§ To do
Print the records exactly. Every mark must remain.

--- Supplied data Enclosed Below ---

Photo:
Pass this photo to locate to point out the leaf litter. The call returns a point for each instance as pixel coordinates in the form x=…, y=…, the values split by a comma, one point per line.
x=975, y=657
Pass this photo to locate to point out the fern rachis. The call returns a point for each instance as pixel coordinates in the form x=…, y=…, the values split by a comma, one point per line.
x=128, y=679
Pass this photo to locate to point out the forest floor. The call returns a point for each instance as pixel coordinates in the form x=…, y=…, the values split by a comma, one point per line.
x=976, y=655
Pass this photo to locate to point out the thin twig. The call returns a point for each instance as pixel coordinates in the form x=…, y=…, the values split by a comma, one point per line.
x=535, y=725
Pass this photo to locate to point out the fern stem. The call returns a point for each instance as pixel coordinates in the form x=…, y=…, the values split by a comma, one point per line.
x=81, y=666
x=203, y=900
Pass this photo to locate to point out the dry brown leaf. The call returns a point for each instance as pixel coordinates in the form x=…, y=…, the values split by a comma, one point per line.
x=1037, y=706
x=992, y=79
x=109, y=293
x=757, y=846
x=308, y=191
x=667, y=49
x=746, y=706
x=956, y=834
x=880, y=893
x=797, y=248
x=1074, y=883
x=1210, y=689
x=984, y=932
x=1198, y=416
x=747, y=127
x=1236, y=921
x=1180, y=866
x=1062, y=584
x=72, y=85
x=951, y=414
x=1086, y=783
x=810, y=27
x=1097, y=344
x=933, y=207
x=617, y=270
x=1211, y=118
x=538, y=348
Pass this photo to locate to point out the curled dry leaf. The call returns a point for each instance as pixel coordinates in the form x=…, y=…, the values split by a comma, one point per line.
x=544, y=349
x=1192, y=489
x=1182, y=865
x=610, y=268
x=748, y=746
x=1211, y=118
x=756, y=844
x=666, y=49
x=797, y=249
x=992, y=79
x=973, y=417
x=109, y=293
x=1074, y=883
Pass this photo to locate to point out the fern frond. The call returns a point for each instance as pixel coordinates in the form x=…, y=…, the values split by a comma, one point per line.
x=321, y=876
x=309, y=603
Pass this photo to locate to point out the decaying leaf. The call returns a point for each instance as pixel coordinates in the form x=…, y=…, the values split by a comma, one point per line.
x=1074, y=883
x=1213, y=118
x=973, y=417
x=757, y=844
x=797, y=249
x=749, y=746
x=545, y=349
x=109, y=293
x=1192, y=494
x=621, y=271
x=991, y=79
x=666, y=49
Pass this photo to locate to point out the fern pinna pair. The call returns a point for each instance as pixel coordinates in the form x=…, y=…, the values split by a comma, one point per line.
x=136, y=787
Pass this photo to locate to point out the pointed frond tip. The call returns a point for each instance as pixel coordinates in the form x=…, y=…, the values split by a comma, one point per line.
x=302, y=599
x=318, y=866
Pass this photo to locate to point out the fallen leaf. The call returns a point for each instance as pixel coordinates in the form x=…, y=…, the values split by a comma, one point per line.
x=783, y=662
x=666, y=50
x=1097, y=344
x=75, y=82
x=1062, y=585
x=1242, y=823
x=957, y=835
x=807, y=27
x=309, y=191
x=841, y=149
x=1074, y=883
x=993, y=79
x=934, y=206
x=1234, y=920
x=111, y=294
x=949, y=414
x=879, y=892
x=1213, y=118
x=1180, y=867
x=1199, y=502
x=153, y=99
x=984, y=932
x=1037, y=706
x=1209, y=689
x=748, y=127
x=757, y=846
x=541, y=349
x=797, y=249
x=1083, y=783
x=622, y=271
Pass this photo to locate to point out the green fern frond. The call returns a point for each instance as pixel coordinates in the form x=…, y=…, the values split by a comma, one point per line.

--- End of Enclosed Supplied data ---

§ Solution
Photo:
Pass this photo to locate to point out the leaf litter. The call returns a point for each instance as pixel coordinates in the form x=…, y=…, the values split by a comma, one point per line.
x=975, y=657
Pass this photo to locate to point out the fern rachis. The call returns a point for each instance as pixel coordinates in the form x=…, y=…, the values split by a comma, one point per line.
x=128, y=679
Pass this photo to locate to point out the forest floor. The call returns a point for each instance as pixel coordinates in the form x=…, y=…, the values split by a comma, one point per line.
x=976, y=655
Pass this photo to locate to point out the thin twig. The call returns a point for each instance as pixel coordinates in the form x=…, y=…, the values split by a comma, one point per line.
x=535, y=725
Pass this photo to locate to point out the fern stem. The call returns a point for each instance as pixel coordinates in the form x=…, y=…, the values split by a comma, one point per line.
x=81, y=666
x=203, y=900
Pass this photo to locate to point out the dry brown leaf. The call returns a point for each instance as pixel coordinates in the form x=…, y=…, the values split by a comma, one point per line.
x=1037, y=706
x=992, y=79
x=109, y=293
x=757, y=846
x=308, y=191
x=667, y=49
x=746, y=706
x=956, y=834
x=880, y=893
x=797, y=248
x=1074, y=883
x=1210, y=689
x=984, y=932
x=1198, y=416
x=747, y=127
x=1236, y=921
x=1180, y=866
x=1062, y=584
x=72, y=85
x=951, y=414
x=1086, y=783
x=810, y=27
x=1097, y=344
x=933, y=207
x=617, y=270
x=1211, y=118
x=538, y=348
Pass this photo to locate to point out the curled dry leaf. The call returns a point for each instance as pixel coordinates in the form x=…, y=…, the values split by a comma, one point per line.
x=544, y=349
x=1192, y=489
x=1182, y=865
x=610, y=268
x=748, y=746
x=1211, y=118
x=756, y=844
x=666, y=49
x=797, y=249
x=992, y=79
x=973, y=417
x=109, y=293
x=1074, y=883
Pass this photo to locate to point out the fern frond. The call returns a point for each instance as pixel coordinates in the form x=…, y=…, the values split by a comma, one point per line.
x=321, y=876
x=309, y=603
Pass this photo to locate to point out the decaying leaf. The call returns a point for each instance as pixel coordinates in the form x=…, y=…, the values split by a comma, one point per line.
x=1074, y=883
x=1213, y=118
x=973, y=417
x=757, y=844
x=797, y=249
x=749, y=746
x=545, y=349
x=109, y=293
x=1192, y=494
x=621, y=271
x=991, y=79
x=666, y=49
Pass this photo to locate to point out the fern pinna pair. The call returns a point for each instance as pixel coordinates in the form x=…, y=…, the values split by a comma, one point per line.
x=136, y=787
Pass this photo to locate to point out the pointed frond tip. The call returns a point for each instance as pixel coordinates in the form x=…, y=…, the values split by a comma, one point per line.
x=302, y=599
x=318, y=866
Pass this photo to locate to point out the fallen leaf. The call returns a point for each instance as pixel coordinates in the form x=…, y=…, the values split by a comma, one point per line.
x=783, y=662
x=666, y=50
x=1097, y=344
x=75, y=82
x=1062, y=585
x=1242, y=823
x=957, y=835
x=807, y=27
x=309, y=191
x=841, y=149
x=1074, y=883
x=993, y=79
x=934, y=206
x=1234, y=920
x=111, y=294
x=949, y=414
x=879, y=892
x=1213, y=118
x=1180, y=867
x=1199, y=502
x=153, y=99
x=984, y=932
x=1037, y=706
x=1209, y=689
x=748, y=127
x=757, y=846
x=541, y=349
x=797, y=249
x=1083, y=783
x=622, y=271
Pass this photo to locate to point out the green fern frond. The call returns a point for each instance as pixel coordinates in the form x=…, y=…, the values split by a comma, one point per line.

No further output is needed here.